WHAT YOU NEED TO DO: Please update the material below so that "bounding box" becomes "box region" everywhere, leaving everything else unchanged.

Entries drawn from a collection
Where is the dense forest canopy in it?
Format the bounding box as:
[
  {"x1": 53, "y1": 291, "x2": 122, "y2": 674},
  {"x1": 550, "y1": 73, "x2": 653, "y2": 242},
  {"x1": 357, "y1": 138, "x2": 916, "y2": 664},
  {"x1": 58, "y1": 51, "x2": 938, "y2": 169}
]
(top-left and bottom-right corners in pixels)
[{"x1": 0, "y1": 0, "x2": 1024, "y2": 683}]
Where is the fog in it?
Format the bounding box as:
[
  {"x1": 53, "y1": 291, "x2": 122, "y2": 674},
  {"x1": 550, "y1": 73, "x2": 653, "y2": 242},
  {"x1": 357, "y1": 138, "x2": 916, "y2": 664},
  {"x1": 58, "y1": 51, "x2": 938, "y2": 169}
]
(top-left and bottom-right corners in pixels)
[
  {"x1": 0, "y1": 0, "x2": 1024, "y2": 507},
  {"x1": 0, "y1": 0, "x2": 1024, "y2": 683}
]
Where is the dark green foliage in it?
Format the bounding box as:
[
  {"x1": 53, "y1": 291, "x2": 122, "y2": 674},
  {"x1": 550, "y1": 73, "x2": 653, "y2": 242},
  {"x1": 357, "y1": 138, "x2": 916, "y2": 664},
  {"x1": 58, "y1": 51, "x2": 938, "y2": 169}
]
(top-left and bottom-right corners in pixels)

SOLUTION:
Where is the dense forest canopy in it?
Format the box region as:
[
  {"x1": 53, "y1": 291, "x2": 122, "y2": 674},
  {"x1": 550, "y1": 73, "x2": 653, "y2": 242},
  {"x1": 357, "y1": 138, "x2": 916, "y2": 664},
  {"x1": 58, "y1": 51, "x2": 938, "y2": 169}
]
(top-left and bottom-right corners in pixels)
[{"x1": 0, "y1": 0, "x2": 1024, "y2": 683}]
Where is the fog in it?
Format the box region as:
[
  {"x1": 53, "y1": 291, "x2": 122, "y2": 674},
  {"x1": 550, "y1": 73, "x2": 653, "y2": 242},
  {"x1": 357, "y1": 138, "x2": 916, "y2": 664},
  {"x1": 58, "y1": 51, "x2": 938, "y2": 169}
]
(top-left and bottom-right corners in pixels)
[
  {"x1": 0, "y1": 0, "x2": 1024, "y2": 507},
  {"x1": 0, "y1": 0, "x2": 1024, "y2": 683}
]
Where is the dark green foliage in it?
Format the box region as:
[
  {"x1": 53, "y1": 291, "x2": 122, "y2": 674},
  {"x1": 550, "y1": 73, "x2": 653, "y2": 242},
  {"x1": 357, "y1": 138, "x2": 916, "y2": 664},
  {"x1": 58, "y1": 51, "x2": 938, "y2": 169}
]
(top-left and bottom-right corners in pixels)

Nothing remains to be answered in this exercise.